In this week’s New York Magazine, editors resisted the temptation to have Will Leitch recall his early days in Mattoon, IL, instead polling a diverse array of prominent NYC natives (Barbara Walters, Richard Price, Larry David, Gene Simmons, Mario Cuomo, former Congressman Anthony Weiner, amongst others) for their childhood memories of the city’s prior eras.   Last seen in this space taking on Lena Dunham, Kareem Abdul-Jabbar (above) remember his family’s transition upon moving from Harlem to Inwood’s Dyckman projects.

The northern side of Dyckman Street was Irish, and the southern side was Jewish. I would walk from where I lived in the Dyckman projects up to P.S. 52—my mom decided that I could walk to school alone, but I had to walk right through the Irish section of the neighborhood. Later on, as an adult, I found out that she used to follow me, from a half-block behind, to make sure that nothing happened.

Childhood in the city is pretty different now. There’s not a whole lot of ethnic neighborhoods anymore. They’ve taken all the people in New York and put them in a blender, and they land in chunks and puddles in various parts of the city. It’s a city of workaholics, where the successful really live well. You see that, and you want to join their ranks. I remember I saw a man get out of a Rolls-Royce—the man was Caucasian, and his driver was black. I said to the driver, “I’m gonna have a car like that one day.”

[Problems to solve]
(a) Reproduce word for word the part of the piece on New York childhood memories that opens with the words containing "The northern side" and closes with "that nothing happened.".
(b) In two sentences, summarize the piece on New York childhood memories.

[Records shown]
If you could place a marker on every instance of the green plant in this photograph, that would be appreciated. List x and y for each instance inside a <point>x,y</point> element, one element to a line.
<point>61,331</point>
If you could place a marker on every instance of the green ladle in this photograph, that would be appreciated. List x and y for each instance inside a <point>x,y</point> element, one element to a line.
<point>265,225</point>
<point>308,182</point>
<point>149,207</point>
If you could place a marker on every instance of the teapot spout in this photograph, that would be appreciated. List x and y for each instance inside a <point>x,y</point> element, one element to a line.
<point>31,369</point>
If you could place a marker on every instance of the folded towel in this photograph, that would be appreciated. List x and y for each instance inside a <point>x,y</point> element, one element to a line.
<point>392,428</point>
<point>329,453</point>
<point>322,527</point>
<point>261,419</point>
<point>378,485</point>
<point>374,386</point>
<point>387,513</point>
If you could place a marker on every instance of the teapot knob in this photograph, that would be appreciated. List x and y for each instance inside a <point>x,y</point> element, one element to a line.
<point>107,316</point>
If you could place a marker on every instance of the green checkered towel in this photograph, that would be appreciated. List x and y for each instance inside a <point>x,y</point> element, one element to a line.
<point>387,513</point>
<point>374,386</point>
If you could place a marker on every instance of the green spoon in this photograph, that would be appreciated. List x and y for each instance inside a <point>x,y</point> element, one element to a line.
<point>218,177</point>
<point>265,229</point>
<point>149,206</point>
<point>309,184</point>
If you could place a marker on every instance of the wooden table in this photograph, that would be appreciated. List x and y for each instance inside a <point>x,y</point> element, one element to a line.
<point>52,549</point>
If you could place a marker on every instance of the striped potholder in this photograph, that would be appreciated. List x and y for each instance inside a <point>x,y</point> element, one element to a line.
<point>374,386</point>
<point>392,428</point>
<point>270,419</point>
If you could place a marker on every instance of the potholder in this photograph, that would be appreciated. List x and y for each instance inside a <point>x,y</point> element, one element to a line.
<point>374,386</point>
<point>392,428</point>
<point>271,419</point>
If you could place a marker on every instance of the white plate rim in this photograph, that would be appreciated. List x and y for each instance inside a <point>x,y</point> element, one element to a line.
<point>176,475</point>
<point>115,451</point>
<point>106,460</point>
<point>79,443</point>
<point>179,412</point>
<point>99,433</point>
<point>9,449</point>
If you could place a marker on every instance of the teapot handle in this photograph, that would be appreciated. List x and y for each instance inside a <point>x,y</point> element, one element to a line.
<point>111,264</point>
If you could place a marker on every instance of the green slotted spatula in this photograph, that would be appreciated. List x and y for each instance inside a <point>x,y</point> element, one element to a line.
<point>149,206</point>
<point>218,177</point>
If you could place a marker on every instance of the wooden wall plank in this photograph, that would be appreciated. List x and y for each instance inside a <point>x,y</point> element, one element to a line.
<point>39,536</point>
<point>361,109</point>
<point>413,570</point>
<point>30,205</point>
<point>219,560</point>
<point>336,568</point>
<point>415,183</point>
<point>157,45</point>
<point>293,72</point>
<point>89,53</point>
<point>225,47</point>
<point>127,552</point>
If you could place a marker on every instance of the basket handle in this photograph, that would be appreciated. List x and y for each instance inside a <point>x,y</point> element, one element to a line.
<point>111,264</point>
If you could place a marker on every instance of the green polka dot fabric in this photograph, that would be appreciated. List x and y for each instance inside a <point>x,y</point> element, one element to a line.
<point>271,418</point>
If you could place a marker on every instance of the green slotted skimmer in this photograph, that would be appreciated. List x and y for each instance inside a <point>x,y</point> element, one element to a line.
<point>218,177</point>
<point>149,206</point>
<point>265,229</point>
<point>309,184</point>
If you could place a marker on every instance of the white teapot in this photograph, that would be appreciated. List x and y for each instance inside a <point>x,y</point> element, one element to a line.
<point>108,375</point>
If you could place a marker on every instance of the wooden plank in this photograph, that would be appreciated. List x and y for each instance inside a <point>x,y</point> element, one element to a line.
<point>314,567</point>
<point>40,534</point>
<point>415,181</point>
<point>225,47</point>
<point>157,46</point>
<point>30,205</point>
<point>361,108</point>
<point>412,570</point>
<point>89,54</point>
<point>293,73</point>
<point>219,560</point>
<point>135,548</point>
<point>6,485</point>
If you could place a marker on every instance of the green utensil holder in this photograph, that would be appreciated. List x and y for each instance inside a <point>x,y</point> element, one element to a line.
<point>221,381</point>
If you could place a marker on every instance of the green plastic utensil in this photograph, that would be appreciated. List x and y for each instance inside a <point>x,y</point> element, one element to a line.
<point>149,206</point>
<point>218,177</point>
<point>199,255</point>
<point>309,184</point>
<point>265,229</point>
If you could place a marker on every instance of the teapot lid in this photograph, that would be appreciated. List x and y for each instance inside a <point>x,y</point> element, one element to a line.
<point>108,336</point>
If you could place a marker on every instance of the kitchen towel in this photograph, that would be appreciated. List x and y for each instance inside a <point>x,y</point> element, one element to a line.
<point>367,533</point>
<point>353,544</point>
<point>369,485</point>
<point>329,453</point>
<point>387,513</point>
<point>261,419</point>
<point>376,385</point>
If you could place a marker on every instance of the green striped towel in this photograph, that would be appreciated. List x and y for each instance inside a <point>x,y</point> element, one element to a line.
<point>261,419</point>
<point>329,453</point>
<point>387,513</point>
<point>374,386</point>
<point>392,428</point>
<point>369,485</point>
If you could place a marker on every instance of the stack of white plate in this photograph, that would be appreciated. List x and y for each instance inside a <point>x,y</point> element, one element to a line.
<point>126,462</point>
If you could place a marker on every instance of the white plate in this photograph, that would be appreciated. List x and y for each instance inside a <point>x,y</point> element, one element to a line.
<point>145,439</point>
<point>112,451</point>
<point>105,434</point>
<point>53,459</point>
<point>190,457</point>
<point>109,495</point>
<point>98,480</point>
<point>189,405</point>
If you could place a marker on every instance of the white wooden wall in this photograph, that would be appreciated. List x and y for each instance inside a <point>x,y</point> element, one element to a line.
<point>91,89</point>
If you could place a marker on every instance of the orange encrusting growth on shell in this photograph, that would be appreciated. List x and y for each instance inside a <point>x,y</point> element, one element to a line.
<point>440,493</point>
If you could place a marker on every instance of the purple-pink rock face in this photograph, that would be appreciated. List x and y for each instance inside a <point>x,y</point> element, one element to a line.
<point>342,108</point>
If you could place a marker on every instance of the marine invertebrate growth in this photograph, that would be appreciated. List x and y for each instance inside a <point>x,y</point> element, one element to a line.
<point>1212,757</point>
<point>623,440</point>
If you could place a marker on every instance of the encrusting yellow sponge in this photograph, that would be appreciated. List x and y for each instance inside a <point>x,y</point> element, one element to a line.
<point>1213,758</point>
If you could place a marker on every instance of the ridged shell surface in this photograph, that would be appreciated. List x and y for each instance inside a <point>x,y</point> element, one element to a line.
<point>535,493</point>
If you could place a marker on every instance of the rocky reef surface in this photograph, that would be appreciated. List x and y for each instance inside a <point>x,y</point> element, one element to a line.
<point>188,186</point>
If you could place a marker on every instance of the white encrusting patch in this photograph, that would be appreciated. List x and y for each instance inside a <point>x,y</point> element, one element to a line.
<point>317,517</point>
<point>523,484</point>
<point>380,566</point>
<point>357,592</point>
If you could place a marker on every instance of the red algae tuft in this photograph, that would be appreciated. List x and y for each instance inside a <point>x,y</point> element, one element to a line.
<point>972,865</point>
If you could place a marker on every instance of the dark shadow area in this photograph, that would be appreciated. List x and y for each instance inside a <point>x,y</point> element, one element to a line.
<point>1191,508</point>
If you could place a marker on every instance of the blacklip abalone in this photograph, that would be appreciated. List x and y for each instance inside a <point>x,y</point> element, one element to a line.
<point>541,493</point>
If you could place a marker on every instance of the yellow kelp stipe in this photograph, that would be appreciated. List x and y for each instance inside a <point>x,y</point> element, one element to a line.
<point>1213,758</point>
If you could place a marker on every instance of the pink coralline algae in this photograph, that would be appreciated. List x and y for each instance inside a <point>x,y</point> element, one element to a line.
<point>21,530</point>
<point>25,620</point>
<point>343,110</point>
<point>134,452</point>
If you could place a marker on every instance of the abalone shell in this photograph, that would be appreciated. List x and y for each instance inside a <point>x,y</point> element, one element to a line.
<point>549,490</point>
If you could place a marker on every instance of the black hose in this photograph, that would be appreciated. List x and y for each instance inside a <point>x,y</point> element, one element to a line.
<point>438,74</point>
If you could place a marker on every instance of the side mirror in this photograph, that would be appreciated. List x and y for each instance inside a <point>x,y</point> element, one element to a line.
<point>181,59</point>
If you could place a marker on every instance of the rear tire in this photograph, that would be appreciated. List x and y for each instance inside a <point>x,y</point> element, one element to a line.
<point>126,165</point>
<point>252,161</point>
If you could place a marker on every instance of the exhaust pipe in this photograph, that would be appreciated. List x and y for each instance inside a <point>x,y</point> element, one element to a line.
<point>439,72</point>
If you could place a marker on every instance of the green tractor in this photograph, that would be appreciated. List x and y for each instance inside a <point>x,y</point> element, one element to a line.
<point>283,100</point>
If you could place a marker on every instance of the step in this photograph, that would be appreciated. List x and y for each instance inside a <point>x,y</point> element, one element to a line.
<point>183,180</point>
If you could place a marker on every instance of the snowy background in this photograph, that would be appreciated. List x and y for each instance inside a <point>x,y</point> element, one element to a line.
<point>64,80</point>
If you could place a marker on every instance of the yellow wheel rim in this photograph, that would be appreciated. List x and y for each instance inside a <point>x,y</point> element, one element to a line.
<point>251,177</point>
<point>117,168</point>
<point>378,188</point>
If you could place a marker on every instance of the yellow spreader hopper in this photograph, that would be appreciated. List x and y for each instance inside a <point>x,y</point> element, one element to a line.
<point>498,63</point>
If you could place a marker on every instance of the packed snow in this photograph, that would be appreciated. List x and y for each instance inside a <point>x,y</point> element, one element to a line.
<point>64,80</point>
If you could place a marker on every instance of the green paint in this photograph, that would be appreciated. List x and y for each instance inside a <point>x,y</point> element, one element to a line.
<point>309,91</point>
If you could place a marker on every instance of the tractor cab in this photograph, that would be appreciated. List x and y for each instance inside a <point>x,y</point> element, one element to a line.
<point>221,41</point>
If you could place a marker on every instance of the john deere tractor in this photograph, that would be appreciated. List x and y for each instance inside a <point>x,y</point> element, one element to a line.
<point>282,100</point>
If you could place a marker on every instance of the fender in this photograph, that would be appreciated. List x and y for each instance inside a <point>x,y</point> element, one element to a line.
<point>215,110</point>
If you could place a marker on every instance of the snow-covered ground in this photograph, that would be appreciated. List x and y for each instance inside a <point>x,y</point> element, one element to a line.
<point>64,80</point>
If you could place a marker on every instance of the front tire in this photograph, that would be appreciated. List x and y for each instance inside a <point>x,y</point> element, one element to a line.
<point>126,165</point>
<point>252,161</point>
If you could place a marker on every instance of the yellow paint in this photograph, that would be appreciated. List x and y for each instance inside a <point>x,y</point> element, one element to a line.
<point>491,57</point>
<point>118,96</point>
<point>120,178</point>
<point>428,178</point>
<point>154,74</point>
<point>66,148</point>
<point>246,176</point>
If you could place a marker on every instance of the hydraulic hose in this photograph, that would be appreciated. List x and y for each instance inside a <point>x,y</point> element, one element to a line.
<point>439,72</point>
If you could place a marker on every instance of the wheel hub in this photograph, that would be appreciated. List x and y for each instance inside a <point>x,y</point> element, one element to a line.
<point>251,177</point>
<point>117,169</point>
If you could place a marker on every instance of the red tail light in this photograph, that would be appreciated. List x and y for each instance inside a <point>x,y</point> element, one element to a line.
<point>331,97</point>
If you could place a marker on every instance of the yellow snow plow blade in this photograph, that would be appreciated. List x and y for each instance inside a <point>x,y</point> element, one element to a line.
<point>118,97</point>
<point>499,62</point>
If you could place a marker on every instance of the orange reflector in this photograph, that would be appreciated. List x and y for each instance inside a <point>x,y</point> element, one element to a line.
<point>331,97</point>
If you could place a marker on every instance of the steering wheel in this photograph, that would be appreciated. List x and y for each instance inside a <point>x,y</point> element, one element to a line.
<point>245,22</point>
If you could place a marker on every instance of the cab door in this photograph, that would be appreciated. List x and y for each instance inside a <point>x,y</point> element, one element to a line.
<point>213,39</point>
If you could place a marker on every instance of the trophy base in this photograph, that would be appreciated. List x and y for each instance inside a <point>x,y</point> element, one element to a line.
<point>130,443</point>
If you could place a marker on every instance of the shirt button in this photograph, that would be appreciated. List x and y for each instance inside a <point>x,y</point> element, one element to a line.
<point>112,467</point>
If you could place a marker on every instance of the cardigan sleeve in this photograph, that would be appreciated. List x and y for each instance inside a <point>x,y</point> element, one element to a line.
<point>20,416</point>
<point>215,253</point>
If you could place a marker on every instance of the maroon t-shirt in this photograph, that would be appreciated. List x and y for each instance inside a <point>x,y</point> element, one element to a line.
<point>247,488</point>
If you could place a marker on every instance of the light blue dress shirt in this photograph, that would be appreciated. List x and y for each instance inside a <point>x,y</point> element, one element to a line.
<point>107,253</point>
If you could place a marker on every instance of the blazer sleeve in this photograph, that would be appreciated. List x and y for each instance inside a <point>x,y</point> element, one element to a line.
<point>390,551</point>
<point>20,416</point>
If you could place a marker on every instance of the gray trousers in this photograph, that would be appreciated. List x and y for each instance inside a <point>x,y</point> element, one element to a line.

[Solutions by task]
(a)
The northern side of Dyckman Street was Irish, and the southern side was Jewish. I would walk from where I lived in the Dyckman projects up to P.S. 52—my mom decided that I could walk to school alone, but I had to walk right through the Irish section of the neighborhood. Later on, as an adult, I found out that she used to follow me, from a half-block behind, to make sure that nothing happened.

(b) New York Magazine asked well-known native New Yorkers, including Kareem Abdul-Jabbar, for their childhood memories of the city's earlier eras. Abdul-Jabbar recalls walking alone from the Dyckman projects through the Irish section to P.S. 52, later learning that his mother had followed him from half a block behind, and he says the city now has few ethnic neighborhoods and is full of workaholics, where the successful live well.